:: WORK INSTRUCTIONS ::
1 – Decide whether each statement agrees with the excerpt on water privatization: (a) Aguas del Illimani had served La Paz and El Alto since 1997; (b) Bolivia's cancellation of its contract with Aguas del Illimani was set to take effect a year later; (c) Aguas Argentinas was seeking a 40% rate increase. Answer yes or no for each, and quote the deciding words.
2 – Write the next paragraph of the excerpt on water privatization, picking up after its final sentence.

As noted above, Barja and Urquiola (6) found that the private water system in La Paz and El Alto in 1999 did not bypass the urban poor. Since that time, however, Aguas del Illimani, the water provider to La Paz and El Alto since 1997, failed to keep pace with needs of the burgeoning urban population in El Alto. In February 2005, in response to popular unrest, Bolivia cancelled its contract with Aguas del Illimani, effective immediately. According to a published news report (18), prohibitively expensive hookup fees and a failure to reach agreement with the government on service expansions left 200 000 people without access to the system. No doubt the failure of Aguas del Illimani and the government to reach agreement on service expansions reflects the practical difficulty of reconciling the needs of the poor with profitability.

Long-term price affordability remains a persistent concern under privatization. Lobina and Hall (19) describe how water pricing can change over time, with initial tariff reductions more than offset by later increases. As of February 2005, Aguas Argentinas, one of the largest water concessions in Argentina and whose largest shareholder is French utility group Suez, remained in difficult contract negotiations with the Argentine Government in its efforts to obtain a 60% rate increase (20). In 1993, the company received the concession to provide water and sewage services covering metropolitan Buenos Aires and fourteen outlying districts. It now serves ten million people in Buenos Aires proper and the seventeen surrounding districts. The request for a substantial rate increase follows heavy losses that the company suffered from Argentina's 2002 freezing of utility rates and conversion of those rates to devalued pesos. Several studies (7, 13, 16) note the difficulties of implementing appropriate regulatory frameworks for protecting the public from exploitative pricing. Ugaz (16) notes that while regulation has been successful in protecting investors and achieving efficiency gains, rising utility prices cast doubt on how effectively regulation has protected poor consumers. Furthermore, Ugaz notes that the lack of competition and transparency that plagued public utility provision still characterizes private utility provision after a decade of privatization.

:: DATA SECTION ::
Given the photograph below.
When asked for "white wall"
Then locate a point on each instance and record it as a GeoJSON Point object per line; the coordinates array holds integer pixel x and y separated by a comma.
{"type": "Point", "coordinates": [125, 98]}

:: ANSWERS BY TASK ::
1 –
(a) Yes: "Aguas del Illimani, the water provider to La Paz and El Alto since 1997"
(b) No: "effective immediately"
(c) No: "in its efforts to obtain a 60% rate increase"

2 –
Public health improvement: child mortality

Despite a vast literature on the relationship between clean water and improved public health, only one study in the utility privatization literature addresses the direct effects that the privatizing of water utilities has on public health. Galiani et al. (11) analyze child mortality differences between privatized and nonprivatized water systems in Argentina. Though they do not give exact numerical data for child mortality rates per year, a graph in their study provides approximations of the rates. According to their presentation, the average mortality rate for children aged 0 to 4 years old for privatized and nonprivatized water services in 1995 was about equal—slightly less than 5 children per 1 000. As privatizations increased after 1995, the child mortality rate for privatized municipalities was significantly lower than the rate for their nonprivatized counterparts. In 1998, the year with the greatest observable difference in rates, the child mortality rate for municipalities with nonprivatized water services was somewhat less than 4.5 deaths per 1 000, but for the privatized municipalities the rate was less than 4.0 deaths per 1 000. Controlling for confounding variables, such as income, unemployment, and inequality across municipalities, Galiani et al. (11) estimate that privatization accounted for child mortality rates that were 4.8% to 6.7% lower for municipalities that were privatized than for those that were not privatized between 1995 and 1999. Further, the effect on child mortality was stronger in municipalities with higher levels of poverty. By 1999, however, the mortality rates for privatized and nonprivatized water services were almost identical. According to their graph, the mortality rates for privatized municipalities and nonprivatized municipalities in 1999 were 3.7 and 3.9 per 1 000, respectively. The authors do not explain the similarity of the rates, but the numbers could indicate that the remaining public municipalities performed as well as their private counterparts, as far as providing clean and safe water is concerned. If true, this conclusion is important because it would suggest that private systems do not always outperform nonprivate systems— perhaps only the poorly run or underfinanced systems. If nonprivate systems can operate as well as private systems, the solution to poorly performing nonprivatized systems is not necessarily privatization, but rather better managed and better financed nonprivate systems.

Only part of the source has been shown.